Write out exactly the lines below that run from the one containing "positive clicks: (584, 37) (454, 87)" through the one containing "59L362 111L0 131V178L600", both included, with no other lines.

• **INFORMATION PROVIDED**
Start of Block

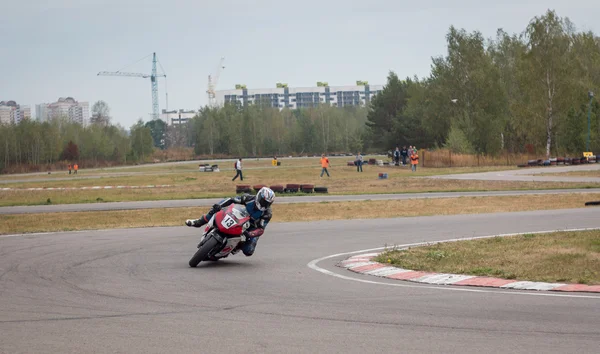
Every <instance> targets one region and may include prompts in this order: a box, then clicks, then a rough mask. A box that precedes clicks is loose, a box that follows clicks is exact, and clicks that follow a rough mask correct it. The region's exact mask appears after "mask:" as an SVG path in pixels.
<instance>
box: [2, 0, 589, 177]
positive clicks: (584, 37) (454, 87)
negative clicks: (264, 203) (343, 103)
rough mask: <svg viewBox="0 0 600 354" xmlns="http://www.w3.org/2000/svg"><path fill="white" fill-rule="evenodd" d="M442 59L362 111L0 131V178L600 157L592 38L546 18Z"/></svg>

End of Block
Start of Block

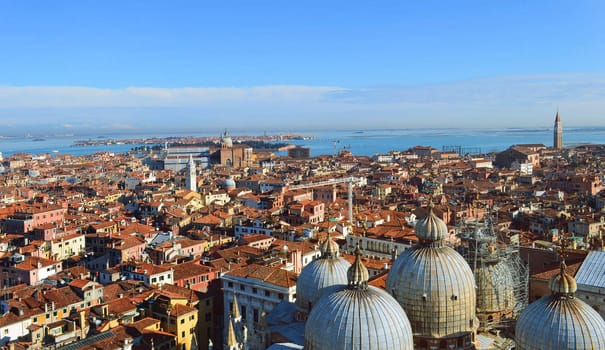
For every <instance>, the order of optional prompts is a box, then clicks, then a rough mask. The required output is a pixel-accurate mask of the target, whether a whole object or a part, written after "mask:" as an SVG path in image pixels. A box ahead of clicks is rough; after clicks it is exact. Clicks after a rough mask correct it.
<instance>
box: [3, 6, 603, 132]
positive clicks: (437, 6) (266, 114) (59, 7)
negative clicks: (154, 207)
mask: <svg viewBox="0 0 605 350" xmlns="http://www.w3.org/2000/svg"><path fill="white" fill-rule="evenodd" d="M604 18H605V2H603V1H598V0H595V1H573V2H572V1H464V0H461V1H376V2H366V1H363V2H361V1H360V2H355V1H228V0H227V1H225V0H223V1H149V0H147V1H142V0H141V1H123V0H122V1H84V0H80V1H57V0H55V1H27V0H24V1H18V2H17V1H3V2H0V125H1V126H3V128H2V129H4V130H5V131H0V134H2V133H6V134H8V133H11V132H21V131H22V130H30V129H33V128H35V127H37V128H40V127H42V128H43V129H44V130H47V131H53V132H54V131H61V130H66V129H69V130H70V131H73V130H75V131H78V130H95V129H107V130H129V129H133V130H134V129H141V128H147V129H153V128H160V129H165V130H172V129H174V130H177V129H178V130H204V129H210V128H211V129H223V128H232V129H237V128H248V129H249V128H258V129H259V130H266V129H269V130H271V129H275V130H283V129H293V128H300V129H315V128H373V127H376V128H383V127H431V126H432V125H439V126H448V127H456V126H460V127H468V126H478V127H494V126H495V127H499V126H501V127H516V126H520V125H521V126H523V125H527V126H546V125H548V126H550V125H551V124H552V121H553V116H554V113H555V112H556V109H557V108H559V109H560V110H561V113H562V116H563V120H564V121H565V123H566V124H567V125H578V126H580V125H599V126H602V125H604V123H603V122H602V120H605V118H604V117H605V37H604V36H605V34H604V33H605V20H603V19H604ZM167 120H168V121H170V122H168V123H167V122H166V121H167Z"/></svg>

End of Block
Start of Block

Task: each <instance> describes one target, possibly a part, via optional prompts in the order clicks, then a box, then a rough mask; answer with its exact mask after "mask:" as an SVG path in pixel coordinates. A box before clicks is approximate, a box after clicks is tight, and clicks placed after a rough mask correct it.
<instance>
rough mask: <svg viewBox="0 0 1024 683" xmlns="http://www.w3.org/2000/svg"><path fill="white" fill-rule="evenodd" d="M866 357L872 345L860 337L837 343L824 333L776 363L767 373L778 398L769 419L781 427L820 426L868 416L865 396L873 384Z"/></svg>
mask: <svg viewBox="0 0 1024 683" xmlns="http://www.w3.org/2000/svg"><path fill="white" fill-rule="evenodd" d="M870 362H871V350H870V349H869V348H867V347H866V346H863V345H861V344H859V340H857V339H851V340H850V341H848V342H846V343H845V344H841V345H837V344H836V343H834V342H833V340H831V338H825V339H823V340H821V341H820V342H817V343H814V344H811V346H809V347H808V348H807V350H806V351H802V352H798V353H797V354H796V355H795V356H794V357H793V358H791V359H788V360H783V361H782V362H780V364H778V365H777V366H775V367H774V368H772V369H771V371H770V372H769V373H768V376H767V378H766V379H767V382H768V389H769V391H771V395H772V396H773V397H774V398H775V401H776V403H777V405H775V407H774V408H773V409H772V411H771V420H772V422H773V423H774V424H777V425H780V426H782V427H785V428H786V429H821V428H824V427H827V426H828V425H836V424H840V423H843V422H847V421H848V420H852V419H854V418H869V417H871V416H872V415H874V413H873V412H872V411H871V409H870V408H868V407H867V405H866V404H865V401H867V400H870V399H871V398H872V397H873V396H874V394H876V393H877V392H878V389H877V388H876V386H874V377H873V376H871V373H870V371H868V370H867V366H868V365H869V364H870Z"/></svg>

End of Block

• **ANSWER TO THE EXERCISE**
positive clicks: (584, 37) (454, 87)
negative clicks: (264, 203) (343, 103)
rough mask: <svg viewBox="0 0 600 354" xmlns="http://www.w3.org/2000/svg"><path fill="white" fill-rule="evenodd" d="M442 59L362 111L0 131V178L600 157L592 38L546 18Z"/></svg>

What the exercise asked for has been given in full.